=== Set task ===
Reproduce the listing from the line containing "Could you please point out the distant" through its final line, requests included. Multiply every point coordinate in the answers by 1.05 and round each to the nearest whole number, with halves rounded up.
====== Data shown ======
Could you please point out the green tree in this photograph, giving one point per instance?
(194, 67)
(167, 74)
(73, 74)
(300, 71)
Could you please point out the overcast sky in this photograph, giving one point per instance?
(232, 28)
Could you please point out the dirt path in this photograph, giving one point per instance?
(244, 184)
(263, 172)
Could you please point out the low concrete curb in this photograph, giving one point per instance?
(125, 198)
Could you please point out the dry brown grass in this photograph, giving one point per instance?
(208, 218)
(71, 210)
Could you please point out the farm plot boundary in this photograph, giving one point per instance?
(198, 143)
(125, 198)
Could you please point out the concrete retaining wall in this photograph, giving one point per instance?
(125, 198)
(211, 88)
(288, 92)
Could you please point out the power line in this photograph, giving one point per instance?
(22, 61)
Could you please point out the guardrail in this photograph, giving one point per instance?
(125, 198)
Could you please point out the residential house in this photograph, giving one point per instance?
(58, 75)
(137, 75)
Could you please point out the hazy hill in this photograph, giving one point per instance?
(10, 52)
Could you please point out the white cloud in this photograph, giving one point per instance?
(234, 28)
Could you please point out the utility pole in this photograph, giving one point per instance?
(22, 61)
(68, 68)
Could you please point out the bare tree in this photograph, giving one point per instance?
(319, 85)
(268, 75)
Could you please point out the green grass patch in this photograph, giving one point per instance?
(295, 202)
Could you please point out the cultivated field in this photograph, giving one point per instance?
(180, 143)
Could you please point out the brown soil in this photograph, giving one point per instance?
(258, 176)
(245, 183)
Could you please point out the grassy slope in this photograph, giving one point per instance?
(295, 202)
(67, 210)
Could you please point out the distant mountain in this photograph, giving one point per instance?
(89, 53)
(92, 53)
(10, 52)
======
=== Problem solution ===
Could you please point out the distant mountain in this photograph, giving one point per instance?
(93, 56)
(97, 56)
(11, 55)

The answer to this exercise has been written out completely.